Task to complete: Copy out every entry below, substituting "Marking request" for each occurrence of "Seedling-scouting request" and leaving all other text unchanged. Omit the pictures from your copy.

Coordinate annotation records:
──────────────────────────────

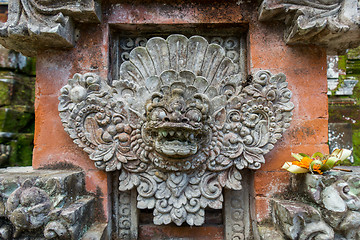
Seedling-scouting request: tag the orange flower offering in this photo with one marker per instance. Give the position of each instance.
(317, 163)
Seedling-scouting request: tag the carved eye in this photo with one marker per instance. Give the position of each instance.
(234, 116)
(158, 114)
(194, 115)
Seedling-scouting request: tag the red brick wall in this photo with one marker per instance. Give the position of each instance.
(304, 66)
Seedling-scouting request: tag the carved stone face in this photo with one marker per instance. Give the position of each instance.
(188, 125)
(176, 124)
(173, 127)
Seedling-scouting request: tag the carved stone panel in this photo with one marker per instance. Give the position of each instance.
(179, 124)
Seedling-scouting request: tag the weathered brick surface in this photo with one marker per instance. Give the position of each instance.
(305, 68)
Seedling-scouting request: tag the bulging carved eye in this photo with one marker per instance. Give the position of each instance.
(158, 114)
(194, 115)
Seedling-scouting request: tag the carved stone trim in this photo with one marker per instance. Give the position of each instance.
(179, 124)
(128, 215)
(37, 25)
(333, 24)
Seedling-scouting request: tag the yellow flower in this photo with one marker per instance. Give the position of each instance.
(318, 162)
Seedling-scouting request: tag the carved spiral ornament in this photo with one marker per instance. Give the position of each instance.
(179, 124)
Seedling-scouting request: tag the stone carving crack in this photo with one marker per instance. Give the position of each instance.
(178, 124)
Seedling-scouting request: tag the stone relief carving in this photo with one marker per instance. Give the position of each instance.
(179, 124)
(38, 24)
(45, 204)
(333, 23)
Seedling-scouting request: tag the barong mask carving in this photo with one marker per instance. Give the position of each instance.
(179, 123)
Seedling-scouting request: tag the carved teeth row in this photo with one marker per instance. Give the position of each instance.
(165, 133)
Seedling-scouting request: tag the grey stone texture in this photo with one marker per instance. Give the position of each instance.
(333, 24)
(50, 204)
(320, 206)
(38, 25)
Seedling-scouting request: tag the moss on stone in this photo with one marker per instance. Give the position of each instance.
(356, 148)
(21, 150)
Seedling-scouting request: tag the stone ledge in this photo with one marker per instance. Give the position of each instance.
(332, 24)
(44, 203)
(322, 206)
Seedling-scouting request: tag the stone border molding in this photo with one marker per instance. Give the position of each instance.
(35, 25)
(333, 24)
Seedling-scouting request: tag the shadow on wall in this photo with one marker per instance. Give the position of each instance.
(344, 102)
(17, 84)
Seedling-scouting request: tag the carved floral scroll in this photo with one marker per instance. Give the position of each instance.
(179, 124)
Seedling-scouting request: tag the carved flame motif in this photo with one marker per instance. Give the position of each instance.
(179, 124)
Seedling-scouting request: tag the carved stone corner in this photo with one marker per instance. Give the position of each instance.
(51, 204)
(332, 24)
(34, 26)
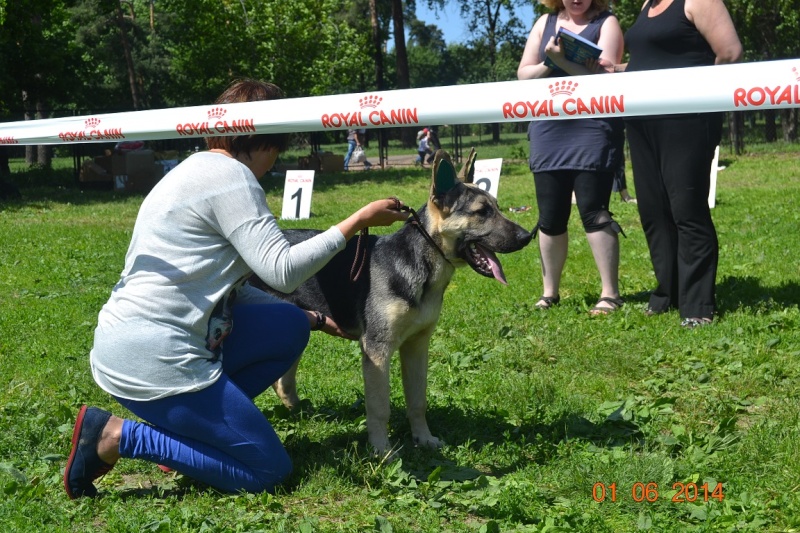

──────────────────────────────

The output:
Marking request: tag the orange flower offering in this photo with one marker per instance. Give the position of each instance.
(317, 163)
Marking request: tag the carved eye in this photo with one marker per instance. Give the position of each instance.
(234, 116)
(158, 114)
(194, 115)
Marking request: tag the red brick wall in this photo with one marker per instance. Give the position of each instance.
(304, 66)
Marking request: tag the carved stone face in this photo with one marker per instance. Give the position of each instance.
(188, 125)
(176, 124)
(173, 127)
Marking request: tag the carved stone panel in this photo with one marker per instance. Give the position of each instance.
(179, 124)
Marking request: tag the weathered brick surface in this photo with one marker per instance. Give the position of each instance.
(305, 68)
Marking request: tag the bulging carved eye in this photo with one marker per instance. Give the position of each instance.
(158, 114)
(194, 115)
Marking request: tag the carved stone trim in this photo with one marker per instance. Give the position of each instance.
(179, 124)
(128, 215)
(37, 25)
(333, 24)
Marking request: tag the yellow flower in this photo with one marker per instance. Give the position of each instance.
(318, 162)
Marking request: tag the carved spiral ornament in this photo with one marker per instance. Give the position of each instance.
(179, 124)
Marking request: tag the stone carving crack in this photo with one marker per instance. Give the position of each instance.
(178, 124)
Marking request: tag the stone relief carving in this photo with one marker per instance. Give the position of each instance.
(179, 124)
(38, 24)
(45, 204)
(333, 23)
Marking request: tag the barong mask carving in this photo with one marker per instance. Give the position of each instance.
(179, 123)
Marking request: tag the carved teeth row in this photo with one marker per instance. Give the position of each instance.
(165, 133)
Marking request: tag the grey stone texture in this photo with one marker per instance. Give the position of each instance.
(333, 24)
(50, 204)
(320, 206)
(38, 25)
Marking request: tag the moss on stone in this photo with one marker per instance. Give the position of each instance.
(356, 148)
(21, 150)
Marking request: tag the stone ledge in this photo with one marker per instance. Give the position of each instance.
(332, 24)
(44, 203)
(322, 206)
Marking request: tag the stone border molding in this photo with one marker per instance. Give the position of each instance.
(35, 25)
(333, 24)
Marking request: tag the shadow on wall in this photo with one marker per instance. Give the position of each instance.
(344, 102)
(17, 84)
Marking request: tag the carved floral scroll in this photo with one marker per instance. Give the position of each instance.
(179, 124)
Marking request: tag the carved flame motif in this photo with one marker per instance. Give the position of each instance.
(179, 124)
Marking request: tag the carved stone corner in this photo with one marker per instance. Give the position of each instance.
(51, 204)
(332, 24)
(34, 26)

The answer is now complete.